(The tasks):
1. Summarize the article on actor William Windom in two sentences.
2. Reproduce verbatim a passage from the article on actor William Windom, beginning at the words "For the United" and ending after the words "Barbara Goetz (19631968)".
3. Carry on the article on actor William Windom from the point at which it ends.

William Windom (actor)

For the United States Secretary of the Treasury (and this actor's great-grandfather), see William Windom.
William Windom

Born (1923-09-28)September 28, 1923
New York, New York, U.S.
Died August 16, 2012(2012-08-16) (aged 88)
Woodacre, Marin County
California, U.S.
Cause of death Congestive heart failure
Occupation Actor
Years active 19502006
Spouse(s) Carol Keyser (19471955)
Barbara Joyce (19581963)
Barbara Goetz (19631968)
Jacqulyn Hopkins (19691974)
Patricia Tunder (19752012; his death)
Children Rachel, Heather, Juliet, Hope, Rebel, Russell
Parent(s) Paul Windom (father); Isobel Wells Peckham (mother)
Awards 1970 Primetime Emmy Award for Outstanding Lead Actor in a Comedy Series

William Windom (September 28, 1923  August 16, 2012) was an American actor. He was perhaps best known for his work on television, including two episodes of The Twilight Zone. He portrayed Glen Morley, a fictional congressman from Minnesota, a role based on Windom's own Republican great-grandfather and namesake in the ABC sitcom The Farmer's Daughter, co-starring Inger Stevens as his beautiful young housekeeper.

Windom also achieved fame as the character of cartoonist John Monroe on the sitcom My World and Welcome to It, for which he won an Emmy Award for Best Actor in a Comedy Series; as Commodore Matt Decker, commander of the doomed USS Constellation in the Star Trek episode "The Doomsday Machine;" the character Randy Lane in the Night Gallery episode "They're Tearing Down Tim Riley's Bar;" perhaps the most common recurring character, Dr. Seth Hazlitt, on the CBS series Murder, She Wrote; as the President of the United States in the feature film Escape from the Planet of the Apes; and for voicing Puppetino in Pinocchio and the Emperor of the Night.

Early life

Windom was born in New York City, the son of Isobel Wells (née Peckham) and Paul Windom, an architect.[1][2] He was the great-grandson of the United States Secretary of the Treasury of the same name. He served in the United States Army in the European Theater of Operations in World War II, as a paratrooper with Company B, 1st Battalion 508th Parachute Infantry Regiment, 82nd Airborne Division.[3]

Career

Playbill: Windom Plays Thurber

Windom's first motion picture role was as Mr. Gilmer, the prosecutor of Tom Robinson in the 1962 Academy Award-winning To Kill a Mockingbird. In 1968, he starred with Frank Sinatra in The Detective, playing a homophobic killer. The role received great reviews from The New York Times.

From September 1963 to April 1966, he co-starred in the television version of the previous film, The Farmer's Daughter, a series about a young Minnesota woman who becomes the housekeeper for a widowed congressman. In the 1969–1970 NBC series My World and Welcome to It, Windom played the James Thurberesque lead and received an Emmy Award for Outstanding Continued Performance by an Actor in a Leading Role in a Comedy Series. After the cancellation of the series, Windom toured the country for a time in a one-man Thurber show. After the run was completed, Windom filmed the pilot for a new series Is there a Doctor in the House? with Rosemary Forsyth. The pilot was written with both actors in mind for the two starring roles, and while it was well received by the critics and in viewership ratings in both its first run and a rerun in the summer of 1971, it was not picked up for a series.

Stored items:
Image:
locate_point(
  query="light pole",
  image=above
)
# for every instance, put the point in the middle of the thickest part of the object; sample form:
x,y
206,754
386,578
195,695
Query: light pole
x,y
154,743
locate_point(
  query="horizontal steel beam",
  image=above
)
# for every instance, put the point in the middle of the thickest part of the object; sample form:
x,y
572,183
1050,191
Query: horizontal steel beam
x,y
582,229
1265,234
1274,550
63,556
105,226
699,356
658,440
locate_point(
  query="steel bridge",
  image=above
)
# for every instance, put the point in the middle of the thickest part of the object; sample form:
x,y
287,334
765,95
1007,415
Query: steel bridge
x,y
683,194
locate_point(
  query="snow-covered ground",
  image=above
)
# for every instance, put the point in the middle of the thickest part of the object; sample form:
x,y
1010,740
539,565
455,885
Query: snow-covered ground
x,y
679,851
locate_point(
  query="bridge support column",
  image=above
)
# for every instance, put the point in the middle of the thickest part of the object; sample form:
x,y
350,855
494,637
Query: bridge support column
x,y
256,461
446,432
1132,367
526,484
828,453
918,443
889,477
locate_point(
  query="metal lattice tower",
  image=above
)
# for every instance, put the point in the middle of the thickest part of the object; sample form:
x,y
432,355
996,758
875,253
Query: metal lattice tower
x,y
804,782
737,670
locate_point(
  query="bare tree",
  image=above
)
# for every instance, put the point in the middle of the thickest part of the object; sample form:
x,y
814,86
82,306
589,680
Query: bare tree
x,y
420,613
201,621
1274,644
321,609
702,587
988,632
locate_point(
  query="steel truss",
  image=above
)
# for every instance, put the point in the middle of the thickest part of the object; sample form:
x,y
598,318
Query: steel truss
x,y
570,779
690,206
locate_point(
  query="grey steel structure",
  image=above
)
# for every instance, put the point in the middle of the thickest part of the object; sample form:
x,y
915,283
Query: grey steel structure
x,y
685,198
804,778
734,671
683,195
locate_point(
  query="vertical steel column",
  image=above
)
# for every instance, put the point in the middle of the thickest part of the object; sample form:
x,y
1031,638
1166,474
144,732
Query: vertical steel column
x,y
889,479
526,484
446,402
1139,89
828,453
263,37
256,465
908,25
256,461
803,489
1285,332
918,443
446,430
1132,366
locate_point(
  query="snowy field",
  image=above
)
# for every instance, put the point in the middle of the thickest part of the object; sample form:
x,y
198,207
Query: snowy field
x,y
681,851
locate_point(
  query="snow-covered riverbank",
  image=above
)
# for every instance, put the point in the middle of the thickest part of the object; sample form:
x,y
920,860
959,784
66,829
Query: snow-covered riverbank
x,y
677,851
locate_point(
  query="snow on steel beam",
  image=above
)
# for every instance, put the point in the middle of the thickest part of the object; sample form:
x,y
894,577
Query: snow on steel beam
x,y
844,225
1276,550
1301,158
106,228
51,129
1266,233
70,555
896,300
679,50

(Responses per task):
1. William Windom (1923–2012) was an American actor best known for his television work, including the role of congressman Glen Morley in The Farmer's Daughter and cartoonist John Monroe in My World and Welcome to It, for which he won an Emmy Award. Born in New York City as the great-grandson of the Secretary of the Treasury of the same name, he served as a paratrooper in World War II and made his first film appearance as the prosecutor Mr. Gilmer in To Kill a Mockingbird.

2.
For the United States Secretary of the Treasury (and this actor's great-grandfather), see William Windom.
William Windom

Born (1923-09-28)September 28, 1923
New York, New York, U.S.
Died August 16, 2012(2012-08-16) (aged 88)
Woodacre, Marin County
California, U.S.
Cause of death Congestive heart failure
Occupation Actor
Years active 19502006
Spouse(s) Carol Keyser (19471955)
Barbara Joyce (19581963)
Barbara Goetz (19631968)

3.
He was a regular for a decade on the series Murder, She Wrote with Angela Lansbury as mystery writer Jessica Fletcher. His initial appearance in the role was in October 1985. (He had previously appeared as a guest star playing another character in April 1985.) The producers enjoyed his work, and consequently invited him to return at the beginning of the second season to take on the role permanently. He briefly left the show to work on another series in 1990, but the show was short-lived and he returned to Murder, She Wrote as a semi-regular for the remainder of the run of that series.

To fans of science fiction television, Windom was best known as the tortured Commodore of the USS Constellation Matt Decker in the Star Trek episode "The Doomsday Machine," a role he reprised nearly 40 years later for Star Trek New Voyages.

Death

He died on August 16, 2012, at the age of 88 at his home in Woodacre, California, from congestive heart failure.[1] He was survived by four of his children – Rachel, Heather, Hope and Rebel – and four grandchildren.

Television

Filmography

References

  1. 1 2 Grode, Eric (August 19, 2012). "William Windom, Emmy Winner and TV Everyman, Dies at 88". The New York Times. Retrieved August 19, 2012. William Windom, who won an Emmy Award playing an Everyman drawn from the pages of James Thurber but who may be best remembered for his roles on “Star Trek” and “Murder, She Wrote,” died on Thursday at his home in Woodacre, Calif., north of San Francisco. He was 88. The cause was congestive heart failure, said his wife, Patricia. ...
  2. William Windom Biography (1923-)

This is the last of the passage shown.